Supplied material START

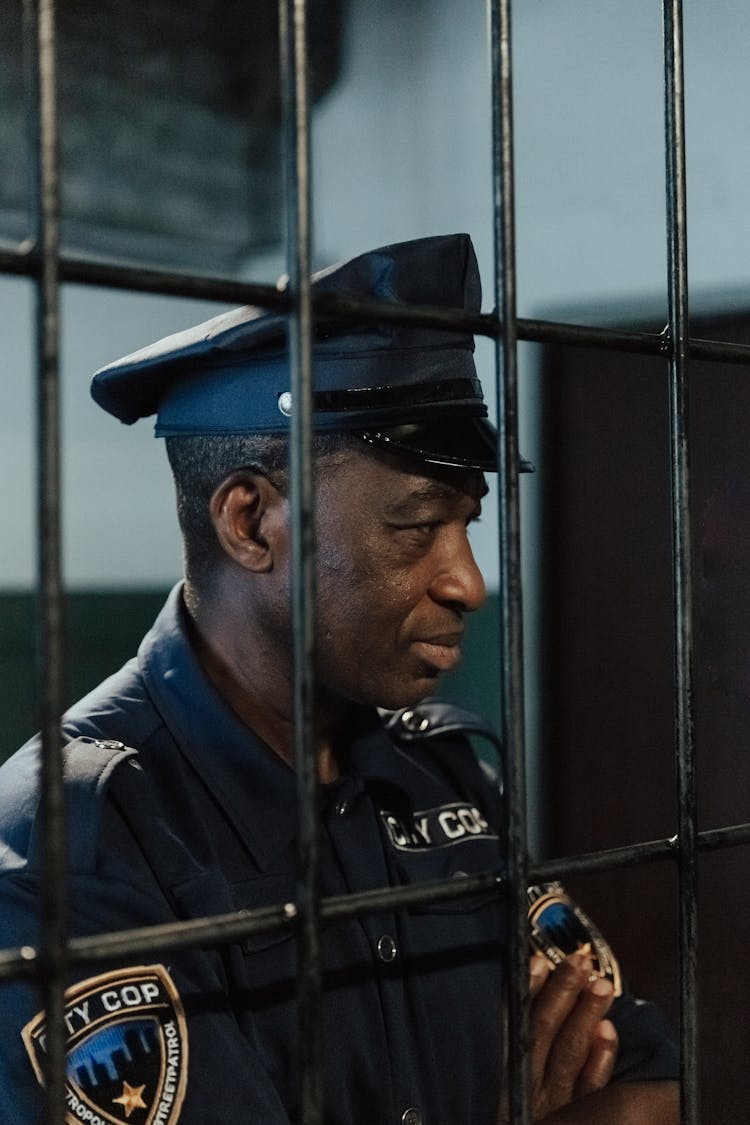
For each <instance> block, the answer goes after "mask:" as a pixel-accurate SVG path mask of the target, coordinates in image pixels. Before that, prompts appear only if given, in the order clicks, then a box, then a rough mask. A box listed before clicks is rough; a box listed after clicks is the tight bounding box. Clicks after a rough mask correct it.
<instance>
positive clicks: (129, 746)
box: [28, 737, 137, 872]
mask: <svg viewBox="0 0 750 1125" xmlns="http://www.w3.org/2000/svg"><path fill="white" fill-rule="evenodd" d="M136 756H137V750H135V749H133V747H130V746H126V745H125V742H120V741H117V740H116V739H114V738H87V737H80V738H74V739H73V740H72V741H71V742H69V744H67V745H66V746H65V747H64V749H63V777H64V782H65V801H66V808H67V823H69V832H67V839H69V864H70V870H71V872H84V871H87V870H88V868H89V867H90V865H91V863H92V859H93V856H94V855H96V848H94V847H92V843H93V841H94V840H96V839H97V838H98V835H99V822H100V819H101V813H102V808H103V795H105V793H106V791H107V787H108V785H109V782H110V780H111V776H112V774H114V772H115V771H116V769H117V767H118V766H119V765H121V764H123V763H125V762H128V760H132V759H134V758H135V757H136ZM40 847H42V840H40V827H39V821H38V818H37V820H36V821H35V825H34V828H33V830H31V839H30V841H29V856H28V858H29V866H36V865H37V864H38V862H39V858H40Z"/></svg>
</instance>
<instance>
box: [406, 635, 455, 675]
mask: <svg viewBox="0 0 750 1125" xmlns="http://www.w3.org/2000/svg"><path fill="white" fill-rule="evenodd" d="M462 637H463V633H462V632H459V633H441V634H440V636H437V637H430V638H425V639H422V640H415V641H413V642H412V648H413V650H414V651H415V652H416V654H417V655H418V656H419V657H421V658H422V659H423V660H424V661H425V664H430V665H432V667H433V668H437V670H439V672H450V670H451V668H454V667H455V666H457V664H458V663H459V660H460V659H461V640H462Z"/></svg>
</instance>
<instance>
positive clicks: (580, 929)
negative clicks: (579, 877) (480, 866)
mask: <svg viewBox="0 0 750 1125" xmlns="http://www.w3.org/2000/svg"><path fill="white" fill-rule="evenodd" d="M528 925H530V928H531V944H532V948H534V949H536V951H537V952H539V953H543V954H544V956H545V957H546V958H548V961H550V962H551V963H552V965H559V964H560V962H561V961H563V960H564V958H566V957H567V955H568V954H569V953H576V951H577V949H586V952H587V953H589V954H590V956H591V960H593V962H594V972H595V973H597V974H598V975H599V976H606V979H607V980H608V981H611V982H612V985H613V988H614V990H615V996H620V994H621V992H622V980H621V976H620V965H618V964H617V961H616V958H615V955H614V953H613V952H612V949H611V947H609V945H608V943H607V942H605V939H604V937H603V936H602V934H600V933H599V930H598V929H597V928H596V926H595V925H594V922H593V921H591V919H590V918H588V917H587V915H585V913H584V911H582V910H581V909H580V907H579V906H577V904H576V903H575V902H573V900H572V899H571V898H570V897H569V895H568V894H567V892H566V890H564V888H563V886H562V884H561V883H542V884H541V885H540V886H530V888H528Z"/></svg>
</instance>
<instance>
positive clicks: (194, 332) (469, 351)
mask: <svg viewBox="0 0 750 1125" xmlns="http://www.w3.org/2000/svg"><path fill="white" fill-rule="evenodd" d="M313 286H314V290H315V293H317V294H320V295H332V296H335V297H337V298H343V299H350V300H351V299H353V300H363V299H373V300H378V302H385V303H389V304H395V305H412V304H414V305H433V306H444V307H446V308H452V309H459V311H461V309H462V311H464V312H466V313H469V314H476V313H478V312H479V311H480V306H481V287H480V280H479V270H478V267H477V258H476V254H475V251H473V246H472V245H471V240H470V237H469V236H468V235H467V234H453V235H441V236H435V237H430V239H418V240H415V241H412V242H401V243H397V244H394V245H390V246H382V248H380V249H378V250H372V251H370V252H368V253H364V254H360V255H359V257H358V258H354V259H352V260H351V261H347V262H344V263H343V264H340V266H335V267H332V268H331V269H328V270H324V271H323V272H320V273H318V275H316V276H315V278H314V279H313ZM313 357H314V407H313V409H314V425H315V429H316V431H338V432H351V433H355V434H359V435H360V436H361V438H362V439H363V440H365V441H369V442H371V443H372V444H376V445H380V447H383V448H388V449H392V450H394V451H397V452H403V453H407V454H409V456H412V457H416V458H418V459H421V460H423V461H428V462H435V463H442V465H463V466H472V467H476V468H480V469H485V470H494V469H495V468H496V467H497V433H496V430H495V426H494V425H493V424H491V423H490V421H489V420H488V416H487V406H486V404H485V400H484V397H482V391H481V386H480V382H479V379H478V377H477V370H476V367H475V361H473V336H472V334H471V333H470V332H467V331H455V330H451V331H445V330H443V328H432V327H421V326H414V325H408V324H400V323H399V324H385V323H372V322H370V323H360V324H354V323H345V322H343V321H342V319H335V317H333V316H328V315H318V316H316V319H315V331H314V340H313ZM289 384H290V370H289V357H288V348H287V315H286V314H284V313H277V312H263V311H262V309H259V308H254V307H251V306H244V307H243V308H238V309H234V311H233V312H229V313H225V314H223V315H220V316H217V317H214V318H213V319H210V321H207V322H206V323H204V324H200V325H198V326H197V327H195V328H190V330H188V331H187V332H181V333H178V334H177V335H172V336H168V337H166V339H164V340H161V341H159V342H157V343H155V344H152V345H151V346H148V348H144V349H142V350H141V351H137V352H134V353H133V354H130V355H127V357H125V359H121V360H118V361H117V362H115V363H110V364H109V366H107V367H103V368H101V369H100V370H99V371H97V373H96V375H94V377H93V381H92V385H91V394H92V395H93V398H94V399H96V402H97V403H98V404H99V405H100V406H102V407H103V408H105V409H106V411H109V413H110V414H114V415H115V416H116V417H118V418H120V421H123V422H126V423H133V422H135V421H137V418H141V417H146V416H148V415H151V414H156V424H155V433H156V436H162V438H166V436H177V435H181V434H242V433H283V432H286V431H287V430H288V429H289V418H290V415H291V411H292V409H293V403H292V402H291V393H290V385H289ZM522 467H523V468H525V467H526V466H525V465H524V466H522Z"/></svg>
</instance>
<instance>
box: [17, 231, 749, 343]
mask: <svg viewBox="0 0 750 1125" xmlns="http://www.w3.org/2000/svg"><path fill="white" fill-rule="evenodd" d="M38 269H39V259H38V254H37V253H36V252H35V251H33V252H28V251H24V252H20V251H9V250H1V249H0V273H13V275H17V276H20V277H34V276H36V275H37V273H38ZM58 278H60V280H61V281H64V282H70V284H74V285H92V286H99V287H101V288H107V289H125V290H128V291H134V293H152V294H160V295H162V296H170V297H191V298H193V299H204V300H217V302H223V303H227V304H237V305H243V304H246V305H257V306H259V307H262V308H278V309H280V311H286V309H289V308H290V306H291V302H292V298H291V296H290V294H289V291H287V290H280V289H279V288H278V287H277V286H274V285H273V286H271V285H261V284H257V282H250V281H237V280H236V279H234V278H222V277H211V276H208V275H206V276H201V275H195V273H175V272H172V271H166V270H157V269H146V268H143V267H135V266H123V264H120V263H117V262H100V261H93V260H91V261H89V260H87V259H80V258H70V259H69V258H65V257H64V255H62V257H61V258H60V262H58ZM313 308H314V311H315V312H316V313H318V314H322V313H323V314H327V315H334V314H335V315H336V316H338V317H340V318H341V319H342V321H352V322H354V321H373V322H374V321H378V322H381V323H390V324H401V323H405V322H408V323H410V324H419V325H423V326H424V327H455V328H463V330H464V331H468V332H473V333H475V335H481V336H489V337H490V339H496V337H498V336H500V335H501V334H503V325H501V323H500V322H499V321H498V317H497V316H496V315H495V314H490V313H480V314H479V315H477V316H467V314H466V313H463V312H461V311H459V309H455V311H453V309H446V308H443V307H441V306H434V307H433V306H428V305H410V306H399V305H386V304H381V303H379V302H374V300H351V299H345V298H341V297H334V296H331V295H323V294H317V295H316V294H313ZM516 326H517V332H516V335H517V339H518V340H524V341H527V342H530V343H545V344H570V345H573V346H577V348H599V349H602V350H604V351H623V352H633V353H635V354H643V355H667V354H669V335H668V331H667V330H665V331H662V332H639V331H636V330H629V328H617V327H609V328H607V327H595V326H591V325H586V324H566V323H562V322H560V321H541V319H533V318H527V317H523V316H521V317H518V318H517V321H516ZM687 349H688V355H689V358H690V359H699V360H716V361H722V362H728V363H748V364H750V344H741V343H731V342H728V341H723V340H701V339H697V337H692V339H690V340H688V341H687Z"/></svg>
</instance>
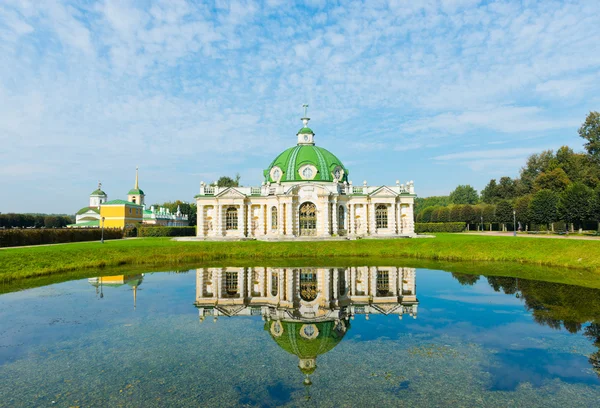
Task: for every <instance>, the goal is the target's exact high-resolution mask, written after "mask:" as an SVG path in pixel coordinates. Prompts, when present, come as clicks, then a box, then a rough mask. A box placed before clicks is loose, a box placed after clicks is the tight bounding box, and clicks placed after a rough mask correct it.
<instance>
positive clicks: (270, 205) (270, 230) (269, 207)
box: [265, 204, 273, 235]
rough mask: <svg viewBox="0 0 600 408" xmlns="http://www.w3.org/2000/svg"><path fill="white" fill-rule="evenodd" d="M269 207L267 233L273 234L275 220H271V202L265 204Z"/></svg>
mask: <svg viewBox="0 0 600 408" xmlns="http://www.w3.org/2000/svg"><path fill="white" fill-rule="evenodd" d="M265 205H266V207H267V211H266V215H265V216H266V217H267V219H266V224H267V231H266V235H270V234H271V230H272V229H273V222H272V220H271V207H272V206H271V205H270V204H265Z"/></svg>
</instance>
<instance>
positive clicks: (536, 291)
mask: <svg viewBox="0 0 600 408" xmlns="http://www.w3.org/2000/svg"><path fill="white" fill-rule="evenodd" d="M452 276H453V277H454V278H455V279H456V280H457V281H458V282H459V283H460V284H461V285H473V284H474V283H475V282H477V280H478V279H479V276H476V275H466V274H459V273H453V274H452ZM486 278H487V281H488V284H489V285H490V286H491V287H492V288H493V289H494V291H496V292H503V293H505V294H507V295H516V296H517V297H520V298H523V300H524V302H525V307H526V308H527V310H529V311H530V312H531V313H532V315H533V320H534V321H535V322H536V323H538V324H540V325H543V326H548V327H551V328H553V329H556V330H560V329H562V328H564V329H565V330H567V331H568V332H569V333H579V332H581V331H582V329H583V335H584V336H585V337H587V338H588V339H590V340H591V341H592V342H593V344H594V346H595V347H597V348H598V351H597V352H596V353H594V354H592V355H591V356H590V357H589V360H588V361H589V363H590V364H591V365H592V368H593V370H594V371H595V372H596V374H598V376H600V290H598V289H590V288H583V287H579V286H571V285H563V284H559V283H550V282H540V281H533V280H527V279H517V278H507V277H500V276H487V277H486ZM586 323H590V324H589V325H588V326H585V328H584V325H585V324H586Z"/></svg>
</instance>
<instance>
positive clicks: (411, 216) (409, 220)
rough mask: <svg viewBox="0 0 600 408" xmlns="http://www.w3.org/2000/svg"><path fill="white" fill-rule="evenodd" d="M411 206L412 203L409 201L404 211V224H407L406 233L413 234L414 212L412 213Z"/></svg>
mask: <svg viewBox="0 0 600 408" xmlns="http://www.w3.org/2000/svg"><path fill="white" fill-rule="evenodd" d="M413 207H414V203H410V204H409V205H408V211H407V212H406V218H407V220H406V224H407V228H406V229H407V231H406V232H407V233H408V234H414V233H415V221H414V219H413V218H414V214H413Z"/></svg>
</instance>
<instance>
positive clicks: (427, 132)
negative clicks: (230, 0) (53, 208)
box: [0, 0, 600, 211]
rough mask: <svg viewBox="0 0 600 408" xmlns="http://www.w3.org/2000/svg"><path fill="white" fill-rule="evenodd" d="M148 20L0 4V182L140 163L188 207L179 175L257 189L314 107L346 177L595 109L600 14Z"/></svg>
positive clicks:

Supplied material END

§ **Problem to solve**: Which lines in the entries contain the string "tight"? Report each of those lines in full.

§ **Task response**:
For each <instance> block, the answer goes after "mask:" as a pixel-accurate SVG path mask of the target, coordinates in image pixels. Before that, prompts appear only if given, in the order clicks, then a box, then a rough mask. A box listed before clicks is rough; a box listed after clicks is the tight bounding box. Clicks after a rough mask correct it.
Task: for every <instance>, the goal is the target's exact high-resolution mask, written after "mask:" as an SVG path in pixel coordinates. Prompts, when present, come as clicks, then a box, then a rough mask. A box placed before clicks is loose, a box placed after clicks is the tight bounding box, and clicks placed after a rough mask correct it.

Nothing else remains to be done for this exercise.